◆ Brondocument
§ §
Art. 3.In artikel 416, tweede lid, van hetzelfde Wetboek, ingevoegd bij de programmawet van 2 augustus 2002 en vervangen bij de programmawet van 22 december 2003, worden de woorden « 3° tot 7° » vervangen door de woorden « 3° tot 7°bis ».
Art. 4.Deze wet is van toepassing met ingang van het aanslagjaar 2004. « Artikel 2, 1°, a), treedt in werking op 1 januari 2006. De Koning kan nochtans, bij besluit vastgelegd na overleg in de Ministerraad, bepalen dat dit artikel op een vroegere datum in werking treedt. » Kondigen deze wet af, bevelen dat zij met 's Lands zegel zal worden bekleed en door het Belgisch Staatsblad zal worden bekendgemaakt.
Gegeven te Brussel, 17 mei 2004.
ALBERT Van Koningswege : De Minister van Financiën, D. REYNDERS Met 's Lands zegel gezegeld : De Minister van Justitie, Mevr. L. ONKELINX _______ Nota (1) Stukken van de Kamer van volksvertegenwoordigers : 51-730 - 2003/2004 : Nr.1 : Wetsvoorstel van de heren Monfils, Jeholet, Mathot, Mevr.
Deom, de heren Goris en Daems en Mevrn. Roppe en Baeke. - Nrs. 2 en 3 : Amendementen. - Nr. 4 : Verslag. - Nr. 5 : Tekst aangenomen door de commissie. - Nr. 6 : Tekst aangenomen in plenaire vergadering en overgezonden aan de Senaat.
Integraal Verslag : 1 april 2004.
Stukken van de Senaat : 3-607 - 2003/2004 : Nr. 1 : Ontwerp niet geëvoceerd door de Senaat.
§ §
(Gegevens voor puntlokalisatie)
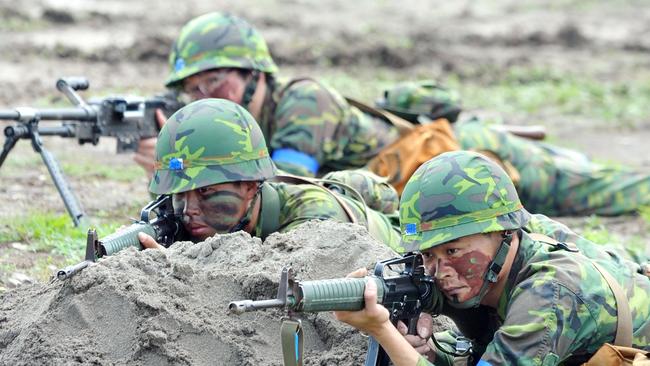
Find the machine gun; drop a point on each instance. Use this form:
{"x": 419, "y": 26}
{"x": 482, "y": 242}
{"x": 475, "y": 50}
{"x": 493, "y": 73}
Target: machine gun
{"x": 164, "y": 226}
{"x": 405, "y": 296}
{"x": 128, "y": 119}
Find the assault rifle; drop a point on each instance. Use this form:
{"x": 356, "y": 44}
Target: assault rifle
{"x": 128, "y": 119}
{"x": 405, "y": 296}
{"x": 164, "y": 226}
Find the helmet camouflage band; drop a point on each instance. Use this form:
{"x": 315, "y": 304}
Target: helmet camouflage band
{"x": 207, "y": 142}
{"x": 217, "y": 40}
{"x": 412, "y": 99}
{"x": 457, "y": 194}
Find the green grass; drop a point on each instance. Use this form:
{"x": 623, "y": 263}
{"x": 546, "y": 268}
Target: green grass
{"x": 51, "y": 232}
{"x": 84, "y": 169}
{"x": 596, "y": 231}
{"x": 635, "y": 246}
{"x": 533, "y": 90}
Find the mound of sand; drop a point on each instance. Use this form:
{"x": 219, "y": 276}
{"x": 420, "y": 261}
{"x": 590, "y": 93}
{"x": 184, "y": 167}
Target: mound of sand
{"x": 158, "y": 307}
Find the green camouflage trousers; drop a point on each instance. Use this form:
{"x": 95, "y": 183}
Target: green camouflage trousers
{"x": 557, "y": 181}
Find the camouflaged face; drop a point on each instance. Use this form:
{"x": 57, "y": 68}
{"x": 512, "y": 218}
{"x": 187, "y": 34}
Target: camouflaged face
{"x": 457, "y": 194}
{"x": 207, "y": 142}
{"x": 217, "y": 40}
{"x": 412, "y": 99}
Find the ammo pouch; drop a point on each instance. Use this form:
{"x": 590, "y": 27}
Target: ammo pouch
{"x": 609, "y": 354}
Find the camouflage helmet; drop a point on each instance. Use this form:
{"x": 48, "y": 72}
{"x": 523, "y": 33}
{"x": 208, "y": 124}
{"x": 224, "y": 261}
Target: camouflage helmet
{"x": 207, "y": 142}
{"x": 410, "y": 100}
{"x": 217, "y": 40}
{"x": 457, "y": 194}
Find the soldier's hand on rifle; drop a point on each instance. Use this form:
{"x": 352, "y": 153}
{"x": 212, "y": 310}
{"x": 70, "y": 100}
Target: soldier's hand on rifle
{"x": 420, "y": 341}
{"x": 146, "y": 154}
{"x": 374, "y": 317}
{"x": 148, "y": 242}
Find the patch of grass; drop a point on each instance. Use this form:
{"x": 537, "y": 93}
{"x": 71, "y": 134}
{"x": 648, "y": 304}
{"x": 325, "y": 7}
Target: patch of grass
{"x": 51, "y": 232}
{"x": 644, "y": 212}
{"x": 531, "y": 90}
{"x": 634, "y": 246}
{"x": 83, "y": 169}
{"x": 596, "y": 231}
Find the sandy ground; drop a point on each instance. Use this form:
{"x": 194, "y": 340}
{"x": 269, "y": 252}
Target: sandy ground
{"x": 168, "y": 307}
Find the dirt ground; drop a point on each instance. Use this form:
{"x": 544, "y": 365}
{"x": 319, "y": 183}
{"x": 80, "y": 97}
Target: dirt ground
{"x": 169, "y": 307}
{"x": 122, "y": 46}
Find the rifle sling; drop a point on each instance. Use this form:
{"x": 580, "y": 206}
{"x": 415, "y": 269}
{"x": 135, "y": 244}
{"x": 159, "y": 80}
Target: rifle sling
{"x": 624, "y": 316}
{"x": 292, "y": 342}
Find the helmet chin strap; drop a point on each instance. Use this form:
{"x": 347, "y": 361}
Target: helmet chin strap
{"x": 491, "y": 275}
{"x": 245, "y": 219}
{"x": 251, "y": 86}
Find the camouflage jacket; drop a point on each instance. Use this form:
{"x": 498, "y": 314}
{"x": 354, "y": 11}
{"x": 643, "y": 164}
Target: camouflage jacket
{"x": 285, "y": 206}
{"x": 556, "y": 306}
{"x": 305, "y": 121}
{"x": 555, "y": 180}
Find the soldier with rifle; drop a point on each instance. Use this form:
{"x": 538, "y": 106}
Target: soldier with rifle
{"x": 311, "y": 129}
{"x": 211, "y": 158}
{"x": 214, "y": 175}
{"x": 525, "y": 298}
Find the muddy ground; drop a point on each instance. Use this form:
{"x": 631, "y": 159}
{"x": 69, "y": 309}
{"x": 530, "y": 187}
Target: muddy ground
{"x": 121, "y": 47}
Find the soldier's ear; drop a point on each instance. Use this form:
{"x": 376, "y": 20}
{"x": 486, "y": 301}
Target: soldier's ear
{"x": 249, "y": 189}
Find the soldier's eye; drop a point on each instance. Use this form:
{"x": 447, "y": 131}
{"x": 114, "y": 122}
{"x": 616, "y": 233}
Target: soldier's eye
{"x": 203, "y": 190}
{"x": 452, "y": 251}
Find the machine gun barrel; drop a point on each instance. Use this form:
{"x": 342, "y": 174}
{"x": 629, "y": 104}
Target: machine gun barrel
{"x": 165, "y": 228}
{"x": 49, "y": 114}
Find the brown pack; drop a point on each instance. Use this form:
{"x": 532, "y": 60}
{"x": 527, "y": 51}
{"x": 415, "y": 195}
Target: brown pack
{"x": 615, "y": 355}
{"x": 399, "y": 160}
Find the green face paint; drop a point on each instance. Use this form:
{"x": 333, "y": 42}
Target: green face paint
{"x": 209, "y": 210}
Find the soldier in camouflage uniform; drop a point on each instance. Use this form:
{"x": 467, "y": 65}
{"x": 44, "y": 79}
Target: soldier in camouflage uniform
{"x": 312, "y": 130}
{"x": 551, "y": 180}
{"x": 231, "y": 185}
{"x": 526, "y": 298}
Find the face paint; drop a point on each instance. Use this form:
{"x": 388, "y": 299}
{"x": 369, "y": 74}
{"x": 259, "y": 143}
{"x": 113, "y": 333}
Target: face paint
{"x": 208, "y": 211}
{"x": 470, "y": 269}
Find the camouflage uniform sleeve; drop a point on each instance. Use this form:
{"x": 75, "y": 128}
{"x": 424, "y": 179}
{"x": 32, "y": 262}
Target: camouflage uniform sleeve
{"x": 302, "y": 203}
{"x": 544, "y": 324}
{"x": 306, "y": 121}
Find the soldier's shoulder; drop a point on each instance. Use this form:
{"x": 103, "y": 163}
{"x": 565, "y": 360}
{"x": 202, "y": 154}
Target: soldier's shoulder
{"x": 308, "y": 89}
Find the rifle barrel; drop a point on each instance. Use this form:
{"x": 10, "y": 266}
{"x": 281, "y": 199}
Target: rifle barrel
{"x": 51, "y": 114}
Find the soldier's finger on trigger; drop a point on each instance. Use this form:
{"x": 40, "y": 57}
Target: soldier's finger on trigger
{"x": 401, "y": 327}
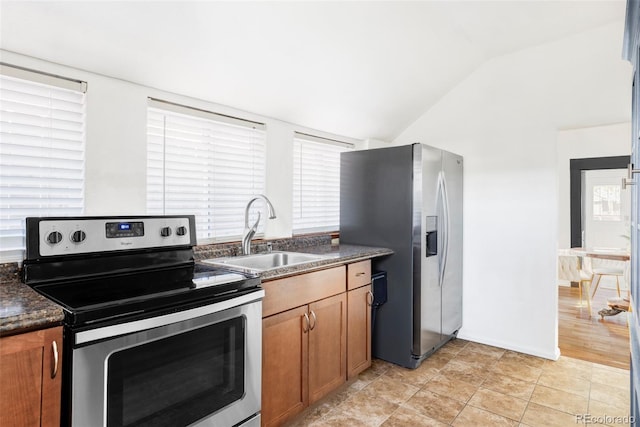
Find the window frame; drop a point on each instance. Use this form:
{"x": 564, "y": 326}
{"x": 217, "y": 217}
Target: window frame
{"x": 330, "y": 175}
{"x": 211, "y": 227}
{"x": 43, "y": 146}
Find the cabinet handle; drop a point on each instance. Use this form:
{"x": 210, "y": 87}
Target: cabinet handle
{"x": 315, "y": 320}
{"x": 54, "y": 353}
{"x": 306, "y": 318}
{"x": 369, "y": 298}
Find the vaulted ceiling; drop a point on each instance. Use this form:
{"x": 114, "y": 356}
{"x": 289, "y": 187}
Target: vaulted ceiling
{"x": 361, "y": 69}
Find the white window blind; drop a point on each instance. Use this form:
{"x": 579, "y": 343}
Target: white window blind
{"x": 316, "y": 183}
{"x": 204, "y": 164}
{"x": 42, "y": 138}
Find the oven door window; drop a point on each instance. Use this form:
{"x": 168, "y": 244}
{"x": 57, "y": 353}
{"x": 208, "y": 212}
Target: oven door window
{"x": 178, "y": 380}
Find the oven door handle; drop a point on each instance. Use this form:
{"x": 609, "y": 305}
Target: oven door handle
{"x": 54, "y": 353}
{"x": 84, "y": 337}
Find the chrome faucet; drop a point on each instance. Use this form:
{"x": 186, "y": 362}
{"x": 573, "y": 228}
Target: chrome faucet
{"x": 251, "y": 231}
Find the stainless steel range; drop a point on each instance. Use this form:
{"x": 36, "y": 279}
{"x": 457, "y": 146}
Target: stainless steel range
{"x": 152, "y": 338}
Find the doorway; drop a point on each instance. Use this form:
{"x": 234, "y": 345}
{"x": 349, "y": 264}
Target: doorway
{"x": 599, "y": 211}
{"x": 578, "y": 167}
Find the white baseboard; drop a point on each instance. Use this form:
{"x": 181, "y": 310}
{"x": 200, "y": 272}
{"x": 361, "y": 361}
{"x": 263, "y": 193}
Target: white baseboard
{"x": 551, "y": 355}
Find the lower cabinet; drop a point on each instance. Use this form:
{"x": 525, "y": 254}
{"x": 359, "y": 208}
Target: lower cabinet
{"x": 304, "y": 357}
{"x": 30, "y": 378}
{"x": 316, "y": 331}
{"x": 327, "y": 345}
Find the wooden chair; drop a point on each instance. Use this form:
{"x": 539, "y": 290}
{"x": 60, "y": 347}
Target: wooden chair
{"x": 573, "y": 269}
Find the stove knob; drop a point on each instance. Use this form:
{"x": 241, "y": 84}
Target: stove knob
{"x": 54, "y": 237}
{"x": 78, "y": 236}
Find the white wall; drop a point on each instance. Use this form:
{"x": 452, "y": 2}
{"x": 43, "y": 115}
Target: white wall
{"x": 503, "y": 119}
{"x": 597, "y": 141}
{"x": 115, "y": 168}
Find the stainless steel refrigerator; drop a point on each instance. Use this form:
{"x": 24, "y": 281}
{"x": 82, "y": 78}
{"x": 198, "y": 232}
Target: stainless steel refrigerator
{"x": 409, "y": 199}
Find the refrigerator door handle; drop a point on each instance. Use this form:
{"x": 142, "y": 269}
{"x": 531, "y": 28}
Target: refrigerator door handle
{"x": 445, "y": 227}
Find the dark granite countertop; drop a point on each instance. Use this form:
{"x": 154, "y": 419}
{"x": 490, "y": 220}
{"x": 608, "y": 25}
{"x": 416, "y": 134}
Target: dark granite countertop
{"x": 21, "y": 308}
{"x": 332, "y": 256}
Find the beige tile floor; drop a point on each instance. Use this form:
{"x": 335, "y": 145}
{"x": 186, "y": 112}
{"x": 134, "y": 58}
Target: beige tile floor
{"x": 469, "y": 384}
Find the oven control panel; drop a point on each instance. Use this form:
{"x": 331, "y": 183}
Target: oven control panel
{"x": 62, "y": 236}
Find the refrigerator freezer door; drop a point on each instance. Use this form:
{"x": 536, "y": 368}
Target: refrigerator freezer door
{"x": 452, "y": 278}
{"x": 427, "y": 196}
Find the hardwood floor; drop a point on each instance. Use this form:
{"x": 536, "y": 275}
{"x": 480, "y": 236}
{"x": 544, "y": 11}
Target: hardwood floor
{"x": 604, "y": 341}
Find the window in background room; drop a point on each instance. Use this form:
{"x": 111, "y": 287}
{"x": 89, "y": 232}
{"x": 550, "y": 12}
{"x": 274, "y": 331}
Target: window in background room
{"x": 204, "y": 164}
{"x": 316, "y": 183}
{"x": 606, "y": 203}
{"x": 42, "y": 148}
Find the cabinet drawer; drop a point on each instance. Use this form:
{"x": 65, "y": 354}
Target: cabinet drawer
{"x": 358, "y": 274}
{"x": 290, "y": 292}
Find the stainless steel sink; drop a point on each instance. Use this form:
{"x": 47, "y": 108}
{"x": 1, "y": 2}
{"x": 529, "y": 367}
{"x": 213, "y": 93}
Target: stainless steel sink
{"x": 263, "y": 262}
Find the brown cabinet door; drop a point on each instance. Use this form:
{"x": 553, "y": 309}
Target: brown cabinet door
{"x": 284, "y": 365}
{"x": 358, "y": 330}
{"x": 30, "y": 378}
{"x": 327, "y": 345}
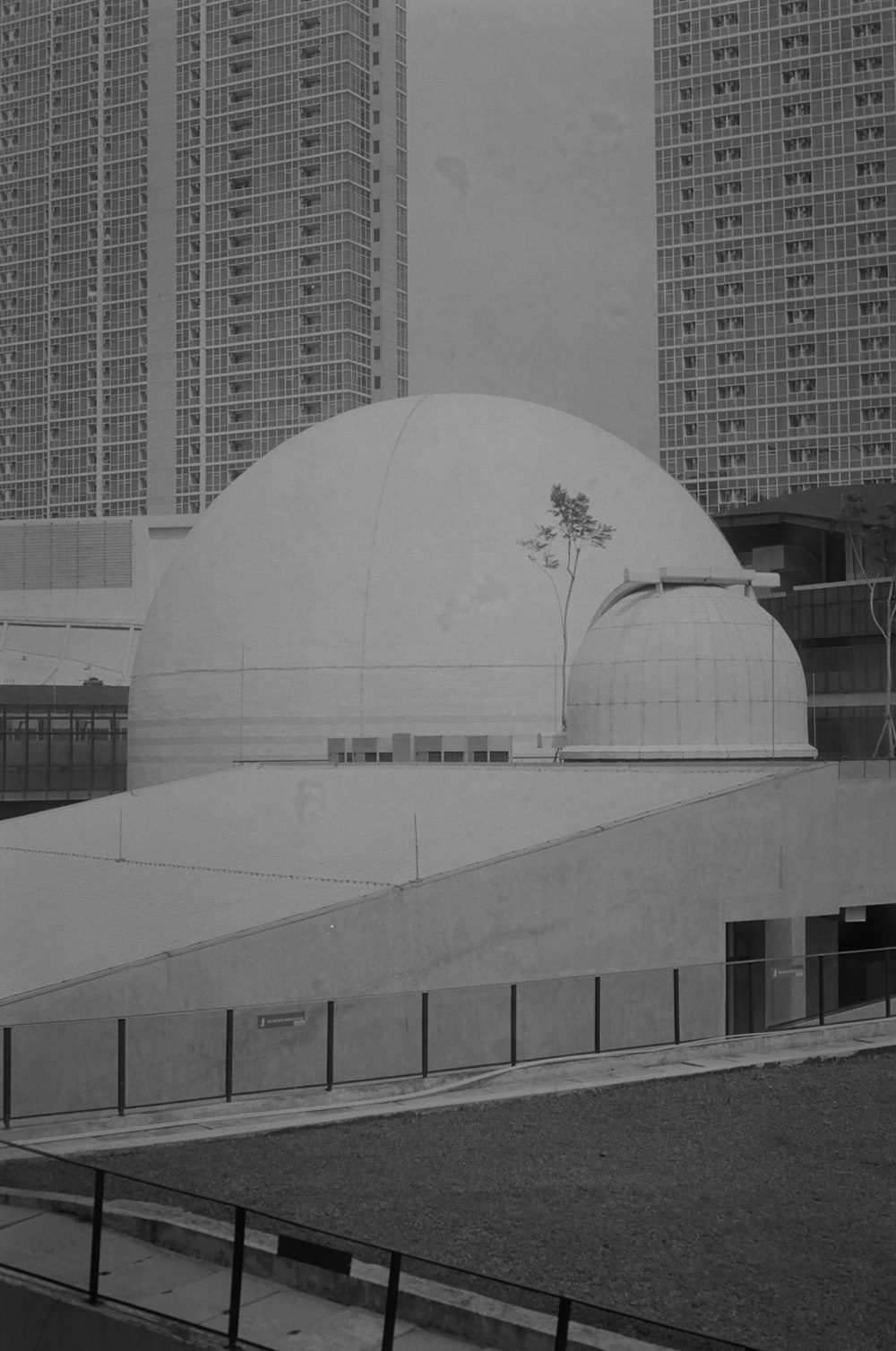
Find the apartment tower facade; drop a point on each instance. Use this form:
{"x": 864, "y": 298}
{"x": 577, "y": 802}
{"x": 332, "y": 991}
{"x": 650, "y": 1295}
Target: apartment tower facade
{"x": 776, "y": 177}
{"x": 202, "y": 239}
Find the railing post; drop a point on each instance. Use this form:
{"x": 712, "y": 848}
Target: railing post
{"x": 7, "y": 1077}
{"x": 676, "y": 1005}
{"x": 237, "y": 1276}
{"x": 425, "y": 1034}
{"x": 513, "y": 1024}
{"x": 563, "y": 1323}
{"x": 96, "y": 1236}
{"x": 391, "y": 1301}
{"x": 228, "y": 1055}
{"x": 122, "y": 1065}
{"x": 332, "y": 1021}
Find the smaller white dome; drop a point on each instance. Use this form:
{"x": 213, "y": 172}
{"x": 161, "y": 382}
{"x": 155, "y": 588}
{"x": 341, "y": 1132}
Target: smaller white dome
{"x": 685, "y": 672}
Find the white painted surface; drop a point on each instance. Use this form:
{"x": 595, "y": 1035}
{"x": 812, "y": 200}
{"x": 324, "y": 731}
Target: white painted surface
{"x": 214, "y": 856}
{"x": 691, "y": 672}
{"x": 366, "y": 577}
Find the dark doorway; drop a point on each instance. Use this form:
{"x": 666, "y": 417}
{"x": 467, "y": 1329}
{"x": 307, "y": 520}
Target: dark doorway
{"x": 745, "y": 983}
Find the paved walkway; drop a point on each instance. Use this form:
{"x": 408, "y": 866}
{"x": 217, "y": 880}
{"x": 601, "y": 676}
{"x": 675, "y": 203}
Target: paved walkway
{"x": 57, "y": 1246}
{"x": 169, "y": 1284}
{"x": 348, "y": 1103}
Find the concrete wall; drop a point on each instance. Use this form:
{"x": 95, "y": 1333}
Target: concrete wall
{"x": 280, "y": 1047}
{"x": 65, "y": 1068}
{"x": 175, "y": 1057}
{"x": 35, "y": 1319}
{"x": 654, "y": 892}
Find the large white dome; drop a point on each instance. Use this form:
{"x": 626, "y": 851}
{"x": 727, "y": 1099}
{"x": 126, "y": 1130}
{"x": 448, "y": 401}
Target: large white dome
{"x": 365, "y": 579}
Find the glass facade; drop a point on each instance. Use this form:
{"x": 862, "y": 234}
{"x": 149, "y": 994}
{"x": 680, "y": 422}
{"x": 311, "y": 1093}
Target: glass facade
{"x": 776, "y": 157}
{"x": 202, "y": 239}
{"x": 845, "y": 664}
{"x": 63, "y": 752}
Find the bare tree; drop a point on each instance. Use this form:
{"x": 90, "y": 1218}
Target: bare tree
{"x": 573, "y": 527}
{"x": 872, "y": 542}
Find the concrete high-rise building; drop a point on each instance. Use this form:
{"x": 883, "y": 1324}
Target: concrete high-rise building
{"x": 202, "y": 239}
{"x": 776, "y": 164}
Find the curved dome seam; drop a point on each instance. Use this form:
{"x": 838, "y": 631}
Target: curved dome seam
{"x": 374, "y": 545}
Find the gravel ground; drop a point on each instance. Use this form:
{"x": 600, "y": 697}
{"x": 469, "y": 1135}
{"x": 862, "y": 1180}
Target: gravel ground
{"x": 754, "y": 1204}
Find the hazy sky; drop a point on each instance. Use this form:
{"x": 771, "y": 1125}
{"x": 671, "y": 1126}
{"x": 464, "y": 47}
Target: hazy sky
{"x": 531, "y": 208}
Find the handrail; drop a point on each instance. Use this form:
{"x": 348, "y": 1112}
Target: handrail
{"x": 396, "y": 1257}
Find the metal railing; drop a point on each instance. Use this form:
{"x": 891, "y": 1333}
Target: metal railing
{"x": 390, "y": 1282}
{"x": 165, "y": 1060}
§ §
◆ Vereiste handeling A
Noem alle volledige datums (dag, maand en jaar) die in het brondocument voorkomen.
◆ Vereiste handeling B
Beantwoord aan de hand van het brondocument:
(i) Welke woorden komen in artikel 416, tweede lid, in de plaats van « 3° tot 7° »?
(ii) Met ingang van welk aanslagjaar is de wet van toepassing?
(iii) Welke minister heeft de wet met 's Lands zegel gezegeld?

◆ Antwoordveld A
2 augustus 2002
22 december 2003
1 januari 2006
17 mei 2004
1 april 2004

◆ Antwoordveld B
(i) « 3° tot 7°bis »
(ii) Aanslagjaar 2004
(iii) De Minister van Justitie, Mevr. L. Onkelinx